**Exercise**
Can you give the items again from the line with "Task: for every" to the line with "box: [0, 142, 120, 313]", swapping "rough mask" for "coarse mask" and leaving everything else unchanged?

··· The data ···

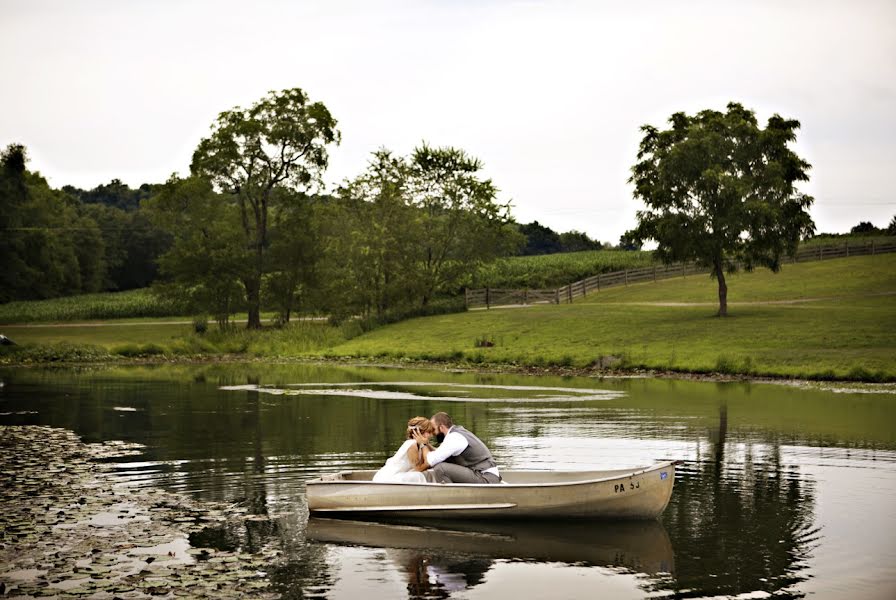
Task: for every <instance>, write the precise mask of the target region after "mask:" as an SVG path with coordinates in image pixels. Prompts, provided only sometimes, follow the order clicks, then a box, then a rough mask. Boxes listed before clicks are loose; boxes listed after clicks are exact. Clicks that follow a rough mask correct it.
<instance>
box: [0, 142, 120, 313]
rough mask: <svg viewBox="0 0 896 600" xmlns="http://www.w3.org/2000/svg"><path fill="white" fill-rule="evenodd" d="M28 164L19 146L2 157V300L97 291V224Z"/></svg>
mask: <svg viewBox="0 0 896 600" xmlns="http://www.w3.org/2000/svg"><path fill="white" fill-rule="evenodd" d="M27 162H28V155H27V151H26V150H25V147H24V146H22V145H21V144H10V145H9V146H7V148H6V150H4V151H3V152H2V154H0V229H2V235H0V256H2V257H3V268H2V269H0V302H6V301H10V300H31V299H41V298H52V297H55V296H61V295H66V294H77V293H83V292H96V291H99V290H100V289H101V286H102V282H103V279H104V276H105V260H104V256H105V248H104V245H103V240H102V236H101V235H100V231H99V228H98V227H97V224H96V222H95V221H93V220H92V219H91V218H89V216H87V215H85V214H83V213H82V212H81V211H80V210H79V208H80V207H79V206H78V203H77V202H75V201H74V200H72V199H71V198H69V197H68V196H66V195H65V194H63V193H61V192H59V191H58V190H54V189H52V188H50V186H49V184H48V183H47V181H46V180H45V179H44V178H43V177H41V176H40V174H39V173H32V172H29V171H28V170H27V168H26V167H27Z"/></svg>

···
··· The data ···

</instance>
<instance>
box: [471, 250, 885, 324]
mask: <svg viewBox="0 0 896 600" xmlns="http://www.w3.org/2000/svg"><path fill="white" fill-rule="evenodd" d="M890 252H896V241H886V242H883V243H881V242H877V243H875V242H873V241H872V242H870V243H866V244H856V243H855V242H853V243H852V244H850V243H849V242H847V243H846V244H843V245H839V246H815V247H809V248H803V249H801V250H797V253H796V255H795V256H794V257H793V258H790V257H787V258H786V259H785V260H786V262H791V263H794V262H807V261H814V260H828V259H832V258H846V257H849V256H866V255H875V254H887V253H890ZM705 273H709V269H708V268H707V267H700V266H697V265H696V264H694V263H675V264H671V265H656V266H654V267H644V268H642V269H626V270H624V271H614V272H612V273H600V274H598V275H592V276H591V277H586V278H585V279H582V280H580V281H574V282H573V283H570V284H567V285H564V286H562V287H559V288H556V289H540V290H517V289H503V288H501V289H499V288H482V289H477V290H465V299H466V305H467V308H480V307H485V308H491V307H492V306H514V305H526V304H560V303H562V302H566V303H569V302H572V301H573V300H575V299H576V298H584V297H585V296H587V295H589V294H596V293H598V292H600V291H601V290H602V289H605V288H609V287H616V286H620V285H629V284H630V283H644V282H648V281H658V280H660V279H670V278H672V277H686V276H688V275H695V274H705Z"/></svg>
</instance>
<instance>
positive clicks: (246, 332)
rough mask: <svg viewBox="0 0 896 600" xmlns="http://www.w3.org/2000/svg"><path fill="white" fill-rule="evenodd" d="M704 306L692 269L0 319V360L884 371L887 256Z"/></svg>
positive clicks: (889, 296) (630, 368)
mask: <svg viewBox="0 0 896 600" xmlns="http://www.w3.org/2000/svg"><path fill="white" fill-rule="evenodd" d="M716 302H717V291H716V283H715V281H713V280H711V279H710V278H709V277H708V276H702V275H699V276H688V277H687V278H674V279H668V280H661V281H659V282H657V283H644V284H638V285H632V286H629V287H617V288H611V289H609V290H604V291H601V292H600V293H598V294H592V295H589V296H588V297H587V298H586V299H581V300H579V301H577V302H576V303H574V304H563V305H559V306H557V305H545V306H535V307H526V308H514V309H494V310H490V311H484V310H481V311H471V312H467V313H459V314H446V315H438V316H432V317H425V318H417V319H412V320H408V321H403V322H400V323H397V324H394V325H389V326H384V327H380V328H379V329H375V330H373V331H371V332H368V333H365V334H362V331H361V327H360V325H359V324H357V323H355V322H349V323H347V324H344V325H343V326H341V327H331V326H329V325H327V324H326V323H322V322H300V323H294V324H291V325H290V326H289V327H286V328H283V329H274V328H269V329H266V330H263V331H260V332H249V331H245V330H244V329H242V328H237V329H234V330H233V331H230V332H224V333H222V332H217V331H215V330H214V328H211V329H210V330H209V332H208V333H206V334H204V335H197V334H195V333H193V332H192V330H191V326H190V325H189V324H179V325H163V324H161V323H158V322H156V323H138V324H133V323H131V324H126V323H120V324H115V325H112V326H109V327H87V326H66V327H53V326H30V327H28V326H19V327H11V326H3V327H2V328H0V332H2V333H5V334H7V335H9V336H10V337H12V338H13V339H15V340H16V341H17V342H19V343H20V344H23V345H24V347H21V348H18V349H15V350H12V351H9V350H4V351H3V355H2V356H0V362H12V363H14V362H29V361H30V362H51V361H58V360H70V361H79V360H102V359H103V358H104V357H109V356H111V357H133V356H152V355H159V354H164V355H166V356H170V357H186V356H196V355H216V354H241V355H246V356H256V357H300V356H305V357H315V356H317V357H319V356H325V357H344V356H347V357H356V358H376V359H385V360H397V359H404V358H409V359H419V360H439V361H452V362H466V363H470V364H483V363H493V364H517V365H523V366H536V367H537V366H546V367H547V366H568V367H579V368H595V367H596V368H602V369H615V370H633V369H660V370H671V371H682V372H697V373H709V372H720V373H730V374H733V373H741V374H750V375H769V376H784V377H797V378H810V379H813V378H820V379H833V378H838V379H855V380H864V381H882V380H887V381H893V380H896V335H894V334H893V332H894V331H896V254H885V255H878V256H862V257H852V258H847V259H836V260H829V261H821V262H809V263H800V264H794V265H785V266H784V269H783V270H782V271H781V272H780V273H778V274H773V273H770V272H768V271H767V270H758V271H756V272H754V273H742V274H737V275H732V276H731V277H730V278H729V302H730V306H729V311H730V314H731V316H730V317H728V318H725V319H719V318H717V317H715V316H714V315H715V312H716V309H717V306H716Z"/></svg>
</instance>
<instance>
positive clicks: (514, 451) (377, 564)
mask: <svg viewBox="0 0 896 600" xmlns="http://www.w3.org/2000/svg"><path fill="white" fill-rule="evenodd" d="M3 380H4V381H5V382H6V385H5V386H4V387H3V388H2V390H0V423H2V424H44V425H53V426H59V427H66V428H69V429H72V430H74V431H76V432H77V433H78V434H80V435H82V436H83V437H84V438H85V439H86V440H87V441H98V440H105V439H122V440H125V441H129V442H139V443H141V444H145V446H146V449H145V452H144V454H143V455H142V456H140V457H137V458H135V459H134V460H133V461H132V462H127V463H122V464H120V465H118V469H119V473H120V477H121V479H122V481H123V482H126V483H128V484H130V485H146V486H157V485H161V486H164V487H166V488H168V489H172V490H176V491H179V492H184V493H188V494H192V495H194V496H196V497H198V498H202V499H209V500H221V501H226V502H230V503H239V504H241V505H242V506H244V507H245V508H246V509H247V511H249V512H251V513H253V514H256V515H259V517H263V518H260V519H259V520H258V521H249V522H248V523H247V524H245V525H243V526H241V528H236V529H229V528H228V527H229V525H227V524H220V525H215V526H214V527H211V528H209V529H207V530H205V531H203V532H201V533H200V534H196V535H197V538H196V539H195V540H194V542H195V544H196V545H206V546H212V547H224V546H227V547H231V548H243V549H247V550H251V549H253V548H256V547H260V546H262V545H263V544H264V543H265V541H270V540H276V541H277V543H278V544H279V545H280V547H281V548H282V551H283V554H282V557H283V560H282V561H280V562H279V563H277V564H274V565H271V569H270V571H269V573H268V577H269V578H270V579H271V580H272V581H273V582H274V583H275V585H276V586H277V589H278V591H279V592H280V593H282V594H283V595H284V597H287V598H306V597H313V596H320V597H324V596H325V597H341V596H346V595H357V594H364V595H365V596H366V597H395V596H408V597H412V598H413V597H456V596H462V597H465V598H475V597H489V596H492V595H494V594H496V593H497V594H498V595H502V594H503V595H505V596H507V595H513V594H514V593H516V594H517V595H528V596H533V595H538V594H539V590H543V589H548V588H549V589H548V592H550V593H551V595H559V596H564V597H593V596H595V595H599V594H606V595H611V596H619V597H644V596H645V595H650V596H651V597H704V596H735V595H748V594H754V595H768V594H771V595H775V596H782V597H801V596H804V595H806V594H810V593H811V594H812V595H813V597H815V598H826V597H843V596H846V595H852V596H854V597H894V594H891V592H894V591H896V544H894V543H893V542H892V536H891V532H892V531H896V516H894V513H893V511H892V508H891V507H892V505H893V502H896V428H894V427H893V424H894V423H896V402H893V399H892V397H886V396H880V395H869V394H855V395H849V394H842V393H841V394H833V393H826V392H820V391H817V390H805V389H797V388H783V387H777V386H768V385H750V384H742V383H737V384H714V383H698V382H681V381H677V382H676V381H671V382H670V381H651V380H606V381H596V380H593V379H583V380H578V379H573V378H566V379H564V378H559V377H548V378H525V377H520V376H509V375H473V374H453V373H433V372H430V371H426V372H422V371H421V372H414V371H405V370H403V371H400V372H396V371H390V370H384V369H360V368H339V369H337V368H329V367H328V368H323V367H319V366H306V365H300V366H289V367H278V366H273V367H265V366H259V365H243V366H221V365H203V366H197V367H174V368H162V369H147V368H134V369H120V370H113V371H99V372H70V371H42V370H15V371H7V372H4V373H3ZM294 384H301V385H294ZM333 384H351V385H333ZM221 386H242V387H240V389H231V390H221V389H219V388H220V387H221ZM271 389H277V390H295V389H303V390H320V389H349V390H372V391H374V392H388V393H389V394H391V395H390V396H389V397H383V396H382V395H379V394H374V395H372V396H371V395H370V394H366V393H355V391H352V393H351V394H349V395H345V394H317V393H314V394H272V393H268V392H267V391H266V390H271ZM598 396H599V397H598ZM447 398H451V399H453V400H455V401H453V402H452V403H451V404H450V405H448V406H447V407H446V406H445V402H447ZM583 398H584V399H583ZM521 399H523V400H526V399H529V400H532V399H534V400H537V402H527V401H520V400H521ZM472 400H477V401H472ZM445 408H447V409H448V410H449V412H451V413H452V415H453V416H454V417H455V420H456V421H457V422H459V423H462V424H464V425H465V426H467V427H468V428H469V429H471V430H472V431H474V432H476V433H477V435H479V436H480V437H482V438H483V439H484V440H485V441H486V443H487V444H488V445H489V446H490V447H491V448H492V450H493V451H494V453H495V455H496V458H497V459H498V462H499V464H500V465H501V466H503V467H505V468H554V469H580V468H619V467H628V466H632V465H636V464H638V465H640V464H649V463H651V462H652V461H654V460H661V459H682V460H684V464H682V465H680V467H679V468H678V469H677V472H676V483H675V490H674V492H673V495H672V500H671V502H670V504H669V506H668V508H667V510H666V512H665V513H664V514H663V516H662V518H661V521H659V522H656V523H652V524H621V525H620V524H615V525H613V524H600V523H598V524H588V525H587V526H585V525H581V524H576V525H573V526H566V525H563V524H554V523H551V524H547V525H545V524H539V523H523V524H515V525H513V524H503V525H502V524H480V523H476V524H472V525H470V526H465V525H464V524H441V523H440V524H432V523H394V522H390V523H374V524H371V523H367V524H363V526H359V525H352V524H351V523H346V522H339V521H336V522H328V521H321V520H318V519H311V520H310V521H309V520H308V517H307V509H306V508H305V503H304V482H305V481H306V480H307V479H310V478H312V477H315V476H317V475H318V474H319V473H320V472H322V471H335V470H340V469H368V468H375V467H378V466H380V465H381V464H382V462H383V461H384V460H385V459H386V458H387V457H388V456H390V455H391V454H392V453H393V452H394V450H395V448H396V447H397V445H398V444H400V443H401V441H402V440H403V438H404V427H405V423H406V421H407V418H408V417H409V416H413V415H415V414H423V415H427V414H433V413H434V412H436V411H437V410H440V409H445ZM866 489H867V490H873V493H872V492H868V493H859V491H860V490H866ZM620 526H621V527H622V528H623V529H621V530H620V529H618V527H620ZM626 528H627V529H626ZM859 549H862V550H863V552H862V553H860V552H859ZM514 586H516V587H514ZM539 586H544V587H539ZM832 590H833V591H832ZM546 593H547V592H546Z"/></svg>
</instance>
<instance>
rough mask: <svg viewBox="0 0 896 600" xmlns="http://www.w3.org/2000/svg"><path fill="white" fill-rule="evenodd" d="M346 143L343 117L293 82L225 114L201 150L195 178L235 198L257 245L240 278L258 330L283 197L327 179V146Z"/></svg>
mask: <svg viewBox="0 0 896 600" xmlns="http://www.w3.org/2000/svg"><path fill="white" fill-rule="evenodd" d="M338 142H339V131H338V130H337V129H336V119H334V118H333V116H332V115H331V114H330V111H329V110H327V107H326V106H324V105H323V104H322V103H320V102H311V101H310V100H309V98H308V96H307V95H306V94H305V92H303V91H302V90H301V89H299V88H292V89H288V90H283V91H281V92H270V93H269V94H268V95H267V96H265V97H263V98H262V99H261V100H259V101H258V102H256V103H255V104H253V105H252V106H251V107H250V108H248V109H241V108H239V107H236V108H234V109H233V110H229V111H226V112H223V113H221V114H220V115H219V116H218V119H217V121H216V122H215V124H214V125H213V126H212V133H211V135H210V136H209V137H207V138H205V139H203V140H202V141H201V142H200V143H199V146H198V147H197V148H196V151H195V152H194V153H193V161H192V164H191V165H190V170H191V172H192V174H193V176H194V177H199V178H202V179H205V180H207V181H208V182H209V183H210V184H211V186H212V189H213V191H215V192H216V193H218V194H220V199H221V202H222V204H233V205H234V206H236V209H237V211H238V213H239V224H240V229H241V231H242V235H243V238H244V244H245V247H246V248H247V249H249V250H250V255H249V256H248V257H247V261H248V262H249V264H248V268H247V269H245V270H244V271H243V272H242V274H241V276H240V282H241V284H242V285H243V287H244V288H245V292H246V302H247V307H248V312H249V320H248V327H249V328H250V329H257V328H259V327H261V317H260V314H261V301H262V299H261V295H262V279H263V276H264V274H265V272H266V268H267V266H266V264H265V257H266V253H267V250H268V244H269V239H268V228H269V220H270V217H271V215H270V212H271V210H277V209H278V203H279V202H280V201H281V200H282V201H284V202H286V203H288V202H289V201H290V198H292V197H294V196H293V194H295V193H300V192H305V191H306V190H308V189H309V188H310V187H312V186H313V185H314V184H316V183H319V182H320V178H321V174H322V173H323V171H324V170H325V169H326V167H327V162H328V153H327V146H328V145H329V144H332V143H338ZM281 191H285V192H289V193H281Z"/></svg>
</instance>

···

**Reply to the task**
Task: for every <instance>, write the precise mask of the target region after "mask:" as an SVG path with coordinates in image pixels. Prompts, provided only sometimes, follow the order clicks, then a box, then a coarse mask. Boxes listed before clicks are loose; boxes listed after clicks are exact. Clicks that follow a coarse mask correct it.
<instance>
box: [0, 142, 120, 313]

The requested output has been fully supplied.